** Data for processing follows **

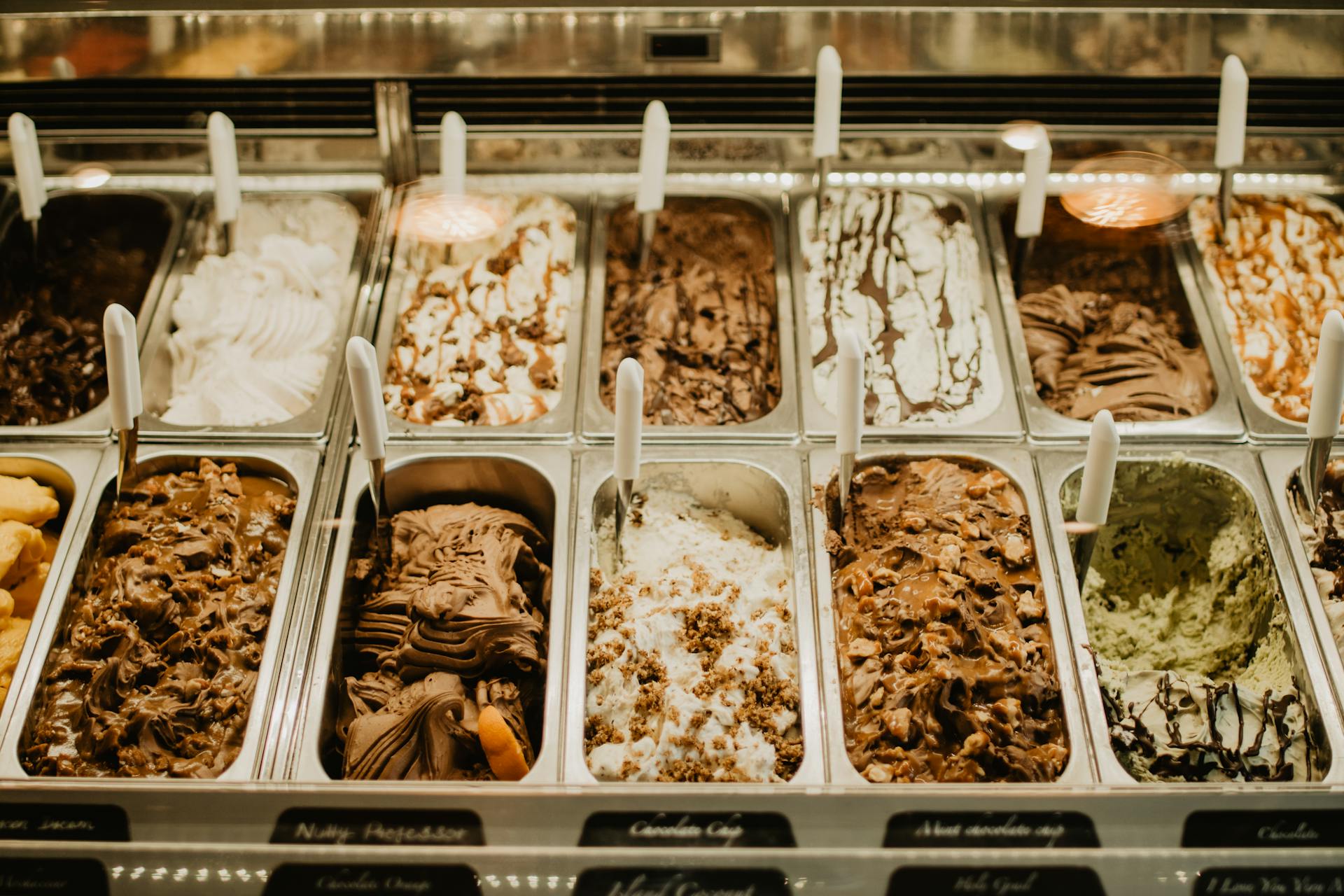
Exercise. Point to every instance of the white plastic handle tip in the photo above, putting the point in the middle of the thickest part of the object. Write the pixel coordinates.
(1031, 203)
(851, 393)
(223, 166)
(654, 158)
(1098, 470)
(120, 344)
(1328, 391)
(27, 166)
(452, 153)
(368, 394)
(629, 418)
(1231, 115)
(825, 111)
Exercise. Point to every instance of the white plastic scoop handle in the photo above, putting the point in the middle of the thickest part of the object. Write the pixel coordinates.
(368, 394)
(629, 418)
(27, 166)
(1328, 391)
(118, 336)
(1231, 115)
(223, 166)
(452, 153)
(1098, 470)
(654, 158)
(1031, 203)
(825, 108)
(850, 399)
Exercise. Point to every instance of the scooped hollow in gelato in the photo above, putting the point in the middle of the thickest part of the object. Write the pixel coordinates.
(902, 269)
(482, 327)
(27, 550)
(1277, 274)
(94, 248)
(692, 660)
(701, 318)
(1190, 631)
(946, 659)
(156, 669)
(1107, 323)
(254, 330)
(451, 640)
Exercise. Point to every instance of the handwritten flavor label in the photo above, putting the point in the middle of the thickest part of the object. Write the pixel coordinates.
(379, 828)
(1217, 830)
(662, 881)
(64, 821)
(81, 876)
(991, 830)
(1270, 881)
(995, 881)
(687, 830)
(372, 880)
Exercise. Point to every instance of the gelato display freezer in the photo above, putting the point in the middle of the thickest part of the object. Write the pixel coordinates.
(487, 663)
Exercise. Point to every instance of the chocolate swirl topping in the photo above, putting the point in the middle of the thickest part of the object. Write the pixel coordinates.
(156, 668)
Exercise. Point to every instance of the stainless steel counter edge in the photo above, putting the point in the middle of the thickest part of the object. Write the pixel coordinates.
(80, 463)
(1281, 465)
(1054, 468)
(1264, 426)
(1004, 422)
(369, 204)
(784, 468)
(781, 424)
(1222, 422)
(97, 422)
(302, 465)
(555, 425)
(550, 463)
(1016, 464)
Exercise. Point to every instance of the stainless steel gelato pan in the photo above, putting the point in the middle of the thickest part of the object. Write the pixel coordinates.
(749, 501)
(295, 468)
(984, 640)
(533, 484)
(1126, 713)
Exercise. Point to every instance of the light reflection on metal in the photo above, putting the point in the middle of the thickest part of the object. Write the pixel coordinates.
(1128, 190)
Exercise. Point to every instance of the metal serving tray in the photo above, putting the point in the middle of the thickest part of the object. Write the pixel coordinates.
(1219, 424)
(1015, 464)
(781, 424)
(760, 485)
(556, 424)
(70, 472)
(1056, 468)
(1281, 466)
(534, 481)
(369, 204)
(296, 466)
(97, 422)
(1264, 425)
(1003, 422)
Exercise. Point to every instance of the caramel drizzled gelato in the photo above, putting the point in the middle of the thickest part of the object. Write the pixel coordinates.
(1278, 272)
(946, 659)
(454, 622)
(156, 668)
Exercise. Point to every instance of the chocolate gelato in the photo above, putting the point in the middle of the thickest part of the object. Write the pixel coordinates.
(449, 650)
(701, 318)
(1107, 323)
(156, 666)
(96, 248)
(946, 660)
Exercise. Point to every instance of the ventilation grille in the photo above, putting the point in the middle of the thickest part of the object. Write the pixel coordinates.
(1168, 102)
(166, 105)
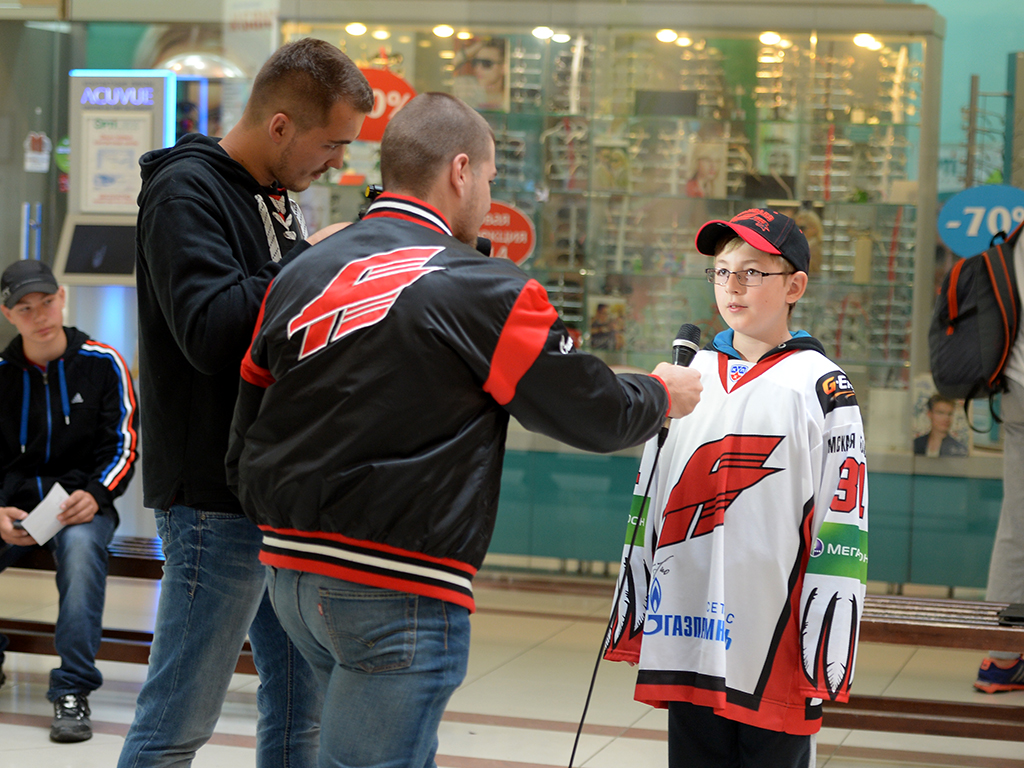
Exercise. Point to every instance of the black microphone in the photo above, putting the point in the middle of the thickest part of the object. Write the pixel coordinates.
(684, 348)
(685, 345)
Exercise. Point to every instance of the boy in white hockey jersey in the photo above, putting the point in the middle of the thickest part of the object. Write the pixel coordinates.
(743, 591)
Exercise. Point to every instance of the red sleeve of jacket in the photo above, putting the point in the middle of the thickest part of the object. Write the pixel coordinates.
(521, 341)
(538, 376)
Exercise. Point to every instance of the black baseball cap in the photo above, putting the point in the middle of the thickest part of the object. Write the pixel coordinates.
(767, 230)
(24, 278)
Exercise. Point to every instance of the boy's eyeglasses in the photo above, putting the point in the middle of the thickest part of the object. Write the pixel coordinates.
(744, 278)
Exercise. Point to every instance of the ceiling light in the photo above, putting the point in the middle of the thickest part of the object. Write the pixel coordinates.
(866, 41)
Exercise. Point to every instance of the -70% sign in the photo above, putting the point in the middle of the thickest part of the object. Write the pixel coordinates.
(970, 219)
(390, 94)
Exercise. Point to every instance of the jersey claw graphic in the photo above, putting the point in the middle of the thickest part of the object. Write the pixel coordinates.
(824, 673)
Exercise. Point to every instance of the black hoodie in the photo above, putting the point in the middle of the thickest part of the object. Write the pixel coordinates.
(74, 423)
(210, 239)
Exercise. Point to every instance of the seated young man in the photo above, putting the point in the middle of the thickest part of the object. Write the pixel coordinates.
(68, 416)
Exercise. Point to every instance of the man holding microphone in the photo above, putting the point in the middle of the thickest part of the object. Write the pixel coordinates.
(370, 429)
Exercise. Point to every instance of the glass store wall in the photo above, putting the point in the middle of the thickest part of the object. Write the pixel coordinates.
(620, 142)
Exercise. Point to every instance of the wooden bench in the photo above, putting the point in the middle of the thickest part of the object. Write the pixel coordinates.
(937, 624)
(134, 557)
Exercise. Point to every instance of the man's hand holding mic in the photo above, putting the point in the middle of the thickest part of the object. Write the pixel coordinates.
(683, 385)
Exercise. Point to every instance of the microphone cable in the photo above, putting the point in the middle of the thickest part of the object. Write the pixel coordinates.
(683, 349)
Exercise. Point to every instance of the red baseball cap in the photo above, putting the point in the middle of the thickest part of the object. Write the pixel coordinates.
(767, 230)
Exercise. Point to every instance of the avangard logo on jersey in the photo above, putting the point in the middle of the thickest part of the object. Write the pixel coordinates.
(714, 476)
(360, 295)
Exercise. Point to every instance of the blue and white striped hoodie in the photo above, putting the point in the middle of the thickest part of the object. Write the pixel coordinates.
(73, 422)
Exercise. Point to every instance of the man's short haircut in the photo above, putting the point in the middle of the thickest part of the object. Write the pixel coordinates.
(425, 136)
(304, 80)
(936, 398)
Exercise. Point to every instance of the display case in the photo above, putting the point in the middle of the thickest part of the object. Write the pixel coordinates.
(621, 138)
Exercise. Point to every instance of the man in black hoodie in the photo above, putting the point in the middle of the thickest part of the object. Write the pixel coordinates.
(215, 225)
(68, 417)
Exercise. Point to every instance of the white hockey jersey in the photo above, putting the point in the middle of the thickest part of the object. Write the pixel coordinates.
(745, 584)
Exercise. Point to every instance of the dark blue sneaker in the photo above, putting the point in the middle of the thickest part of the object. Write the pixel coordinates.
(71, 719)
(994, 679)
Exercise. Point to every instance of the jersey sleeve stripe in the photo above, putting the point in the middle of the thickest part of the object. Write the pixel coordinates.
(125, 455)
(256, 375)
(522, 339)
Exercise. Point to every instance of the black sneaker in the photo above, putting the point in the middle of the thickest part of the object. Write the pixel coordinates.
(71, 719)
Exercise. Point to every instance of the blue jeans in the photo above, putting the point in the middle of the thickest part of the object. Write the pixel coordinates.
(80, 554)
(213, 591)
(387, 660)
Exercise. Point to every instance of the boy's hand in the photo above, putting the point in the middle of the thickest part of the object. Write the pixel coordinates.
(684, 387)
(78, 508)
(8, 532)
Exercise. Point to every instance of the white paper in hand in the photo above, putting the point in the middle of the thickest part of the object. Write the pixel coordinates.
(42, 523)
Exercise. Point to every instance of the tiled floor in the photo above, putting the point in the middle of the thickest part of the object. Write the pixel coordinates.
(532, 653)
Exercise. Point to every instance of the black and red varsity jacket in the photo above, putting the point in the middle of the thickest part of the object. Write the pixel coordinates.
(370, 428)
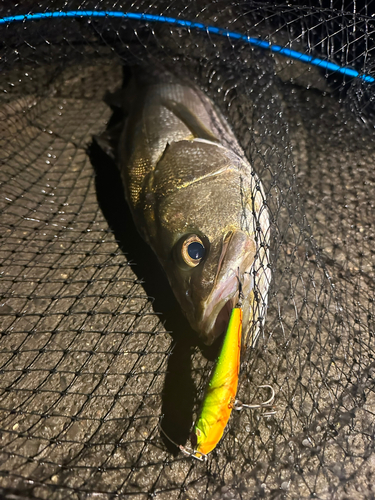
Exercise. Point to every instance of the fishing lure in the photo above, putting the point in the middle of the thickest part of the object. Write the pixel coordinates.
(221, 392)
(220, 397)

** End of Data for processing **

Aim of the exercise: Your copy must hold exactly the lines from the one with "Exercise. Point to every instance of the blue jeans" to the end of the records above, both included, and no pictures.

Reply:
Exercise. Point to every instance of the blue jeans in the photo above, putting the point in the middle of the thickest part of the object. Write the pixel coordinates.
(80, 554)
(213, 591)
(387, 660)
Exercise. Point to every instance of the boy's hand in the photo above, putting the point in the middle of the thickest part of the object. Write the pixel coordinates.
(684, 387)
(78, 508)
(8, 532)
Exercise. Point to every instance of the white paper in hand in the photo above, putting the point in the middle of the thickest part of the object. Write the pixel coordinates.
(42, 523)
Exercise. Point to every instance of the tiled floor in the photo above, putting the point in the middle of the thickest part of the object. Write the pixel coordinates.
(532, 653)
Exercise. Point to every instance of the black and red varsity jacket in the photo above, putting the point in the middle of the thickest part of the object. Write the pixel coordinates.
(370, 428)
Exercise. Point to every instance of the fishing lure in the photo above, putting the point in the middle of the thickest part of the object. Write the pixel coordinates.
(221, 392)
(220, 397)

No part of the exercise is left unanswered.